____ PROVIDED RECORDS
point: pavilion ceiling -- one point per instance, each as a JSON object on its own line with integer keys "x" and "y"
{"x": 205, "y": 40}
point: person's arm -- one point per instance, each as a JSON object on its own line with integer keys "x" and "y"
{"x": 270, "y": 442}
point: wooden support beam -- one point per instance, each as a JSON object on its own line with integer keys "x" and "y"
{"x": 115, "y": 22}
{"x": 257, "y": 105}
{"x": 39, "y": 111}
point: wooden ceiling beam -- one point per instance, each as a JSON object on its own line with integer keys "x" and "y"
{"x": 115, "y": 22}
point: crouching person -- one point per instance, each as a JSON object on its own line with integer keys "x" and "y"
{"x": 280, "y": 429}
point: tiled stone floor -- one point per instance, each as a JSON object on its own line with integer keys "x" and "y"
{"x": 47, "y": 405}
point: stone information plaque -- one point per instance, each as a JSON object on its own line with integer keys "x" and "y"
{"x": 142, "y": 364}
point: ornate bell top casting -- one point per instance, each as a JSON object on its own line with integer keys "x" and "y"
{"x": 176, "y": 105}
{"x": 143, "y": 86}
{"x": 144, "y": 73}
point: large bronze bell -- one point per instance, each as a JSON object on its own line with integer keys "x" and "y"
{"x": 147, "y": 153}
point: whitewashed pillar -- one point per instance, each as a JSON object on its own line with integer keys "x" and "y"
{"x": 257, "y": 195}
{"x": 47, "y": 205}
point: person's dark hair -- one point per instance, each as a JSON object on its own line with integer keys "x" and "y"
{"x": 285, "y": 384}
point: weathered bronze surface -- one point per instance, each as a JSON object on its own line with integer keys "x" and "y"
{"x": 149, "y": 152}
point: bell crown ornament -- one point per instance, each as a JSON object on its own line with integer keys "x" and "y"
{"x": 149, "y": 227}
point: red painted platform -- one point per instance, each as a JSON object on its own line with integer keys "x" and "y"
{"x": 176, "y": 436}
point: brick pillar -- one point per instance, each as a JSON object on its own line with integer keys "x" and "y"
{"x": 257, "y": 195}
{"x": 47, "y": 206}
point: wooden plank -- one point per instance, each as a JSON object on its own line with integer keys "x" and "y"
________
▸ **STATED EXERCISE**
Quote the lines from the one containing "point: large bronze" through the end of the records, including both.

▸ **TASK SOLUTION**
point: large bronze bell -- one point per instance, each as a JSON object on its own line with integer keys "x" and "y"
{"x": 147, "y": 153}
point: whitewashed pillar -- one point per instance, each as a JSON object on its own line with integer keys "x" and "y"
{"x": 257, "y": 195}
{"x": 47, "y": 205}
point: person's dark hair -- one point per instance, each as a JSON object on its own line with integer keys "x" and "y"
{"x": 285, "y": 384}
point: weathered bronze surface -- one point per instance, each as a JSON object on its own line with integer keys "x" and "y"
{"x": 149, "y": 152}
point: bell crown ornament -- one point per instance, each as a JSON object on its own line with integer keys "x" and "y"
{"x": 149, "y": 227}
point: red painted platform -- one point per instance, each as a JSON object on its own line with integer keys "x" and "y"
{"x": 176, "y": 436}
point: brick pillar -- one point per instance, each as a JSON object on its own line with integer keys "x" and "y"
{"x": 257, "y": 195}
{"x": 47, "y": 206}
point: wooden plank -- one point per instance, each as a JSON object on its own line with integer keys "x" and "y"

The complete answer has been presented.